=== Section Start ===

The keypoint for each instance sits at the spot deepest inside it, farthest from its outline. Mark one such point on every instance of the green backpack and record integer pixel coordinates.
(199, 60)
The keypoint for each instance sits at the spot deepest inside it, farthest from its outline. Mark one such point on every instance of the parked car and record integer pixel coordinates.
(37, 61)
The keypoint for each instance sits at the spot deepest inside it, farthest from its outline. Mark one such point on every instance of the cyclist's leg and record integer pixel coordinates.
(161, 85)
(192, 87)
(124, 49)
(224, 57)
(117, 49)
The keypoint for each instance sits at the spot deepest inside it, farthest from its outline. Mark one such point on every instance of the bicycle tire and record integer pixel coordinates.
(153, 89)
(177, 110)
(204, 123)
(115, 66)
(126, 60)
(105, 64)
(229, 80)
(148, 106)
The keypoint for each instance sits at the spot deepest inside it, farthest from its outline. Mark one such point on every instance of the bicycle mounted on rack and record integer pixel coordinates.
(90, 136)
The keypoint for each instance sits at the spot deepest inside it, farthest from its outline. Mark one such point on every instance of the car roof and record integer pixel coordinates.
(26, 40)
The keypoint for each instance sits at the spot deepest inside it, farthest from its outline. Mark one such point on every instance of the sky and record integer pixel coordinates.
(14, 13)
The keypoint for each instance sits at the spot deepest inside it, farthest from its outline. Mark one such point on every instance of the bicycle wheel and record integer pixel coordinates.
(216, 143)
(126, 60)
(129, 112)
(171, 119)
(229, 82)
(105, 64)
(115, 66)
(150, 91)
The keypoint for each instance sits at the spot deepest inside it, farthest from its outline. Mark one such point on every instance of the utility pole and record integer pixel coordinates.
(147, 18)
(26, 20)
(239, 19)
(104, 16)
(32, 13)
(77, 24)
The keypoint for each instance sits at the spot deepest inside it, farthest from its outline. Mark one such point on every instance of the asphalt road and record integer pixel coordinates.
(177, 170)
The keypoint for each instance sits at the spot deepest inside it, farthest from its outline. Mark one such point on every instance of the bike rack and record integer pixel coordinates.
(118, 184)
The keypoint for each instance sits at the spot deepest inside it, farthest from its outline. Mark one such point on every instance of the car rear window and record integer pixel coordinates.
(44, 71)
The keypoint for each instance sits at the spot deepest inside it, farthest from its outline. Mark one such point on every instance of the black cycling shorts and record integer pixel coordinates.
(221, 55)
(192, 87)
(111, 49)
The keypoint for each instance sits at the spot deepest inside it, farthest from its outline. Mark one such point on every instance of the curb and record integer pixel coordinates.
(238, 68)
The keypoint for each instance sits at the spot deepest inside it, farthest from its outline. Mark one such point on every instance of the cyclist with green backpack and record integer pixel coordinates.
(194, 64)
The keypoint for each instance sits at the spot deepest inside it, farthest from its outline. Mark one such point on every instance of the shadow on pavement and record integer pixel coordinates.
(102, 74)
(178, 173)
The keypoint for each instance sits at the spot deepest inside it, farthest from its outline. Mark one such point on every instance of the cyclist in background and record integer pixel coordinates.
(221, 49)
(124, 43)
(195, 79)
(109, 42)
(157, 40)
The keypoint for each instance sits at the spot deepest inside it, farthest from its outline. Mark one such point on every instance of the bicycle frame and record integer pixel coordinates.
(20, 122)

=== Section End ===

§ **Work required**:
The records above need to be duplicated. Keep every word unchanged.

§ **Solution**:
The keypoint for each instance sits at the spot deepest inside it, farthest from its outline. Mark one such point on every instance of the green backpack and record integer pixel coordinates.
(199, 60)
The keypoint for each instance sits at the spot deepest inside it, farthest from its outline. Mark one such point on every instance of the parked car and record integer pixel coordinates.
(37, 61)
The keypoint for each instance sits at the spot deepest inside it, farthest from its outline. Mark one such point on every instance of the cyclist's leg and record integer pixel coordinates.
(161, 85)
(192, 87)
(124, 49)
(224, 57)
(117, 49)
The keypoint for each instance sits at the spot deepest inside it, farthest from its outline. Mark one such point on every instance of the bicycle tire and record integer pixel coordinates.
(153, 89)
(177, 110)
(204, 123)
(115, 66)
(126, 60)
(105, 64)
(229, 80)
(148, 106)
The keypoint for each instance sits at the spot deepest inside it, farthest from its outline. Mark one such point on every instance of the bicycle mounted on rack and record integer pixel coordinates.
(90, 136)
The keypoint for each instance sits at the spot deepest inside it, farthest from its outline. Mark one such point on every instance of the car roof and record integer pixel coordinates.
(26, 40)
The keypoint for each instance sits at the spot deepest inside it, farthest from its outline. Mark one such point on every instance of the sky and record integer pixel coordinates.
(14, 13)
The keypoint for each instance sits at the spot deepest inside it, farthest from its outline. Mark one such point on every instance of the bicycle wheel and record integer pixel coordinates.
(216, 143)
(126, 60)
(129, 112)
(171, 119)
(229, 82)
(105, 64)
(115, 66)
(150, 91)
The keypoint for each instance sits at the spot deepest inside it, farthest from its outline. Mark one such point on every instance of the utility pole and record integer pixel coordinates.
(147, 18)
(26, 20)
(239, 19)
(104, 16)
(32, 13)
(77, 24)
The keypoint for each instance sits at the spot deepest inside it, farthest from its outline. Mark one such point on every instance of the asphalt road and record integer pixel coordinates.
(177, 170)
The keypoint for each instance sits at the spot deepest inside it, farthest from its outline. Mark one such point on every instance of the bike rack and record integer pixel coordinates.
(118, 184)
The keypoint for each instance sits at the spot deepest inside it, farthest from its outline. Mark one such point on every instance of the car rear window and record integer pixel coordinates.
(44, 71)
The keypoint for each instance sits at the spot deepest inside it, farthest from its outline. Mark one such point on every instance of the black cycling shorts and record integer pixel coordinates.
(221, 55)
(192, 87)
(111, 49)
The keypoint for each instance sits at the spot deepest inside it, farthest from its outline. Mark one such point on every instance of the curb and record integer pixel coordinates.
(238, 68)
The keypoint for each instance sits at the spot deepest inside it, farthest from its outline. Mark one such point on every instance of the cyclist with green backpack and record integer pixel coordinates.
(194, 64)
The keypoint for each instance sits at the spot deepest inside it, farthest from its outline. Mark one such point on every instance of the shadow on pavement and record integer pixel coordinates.
(102, 74)
(178, 173)
The keypoint for each instance sits at the spot deepest inside it, farthest from its outline. Mark one such point on every instance of the cyclist in background and record integer pixel coordinates.
(221, 49)
(124, 43)
(195, 79)
(109, 42)
(157, 40)
The keypoint for each instance sits at the spot deepest inside it, farthest from its outline. Mark one such point on every instance of the bicycle frame and record integer pixel coordinates.
(20, 122)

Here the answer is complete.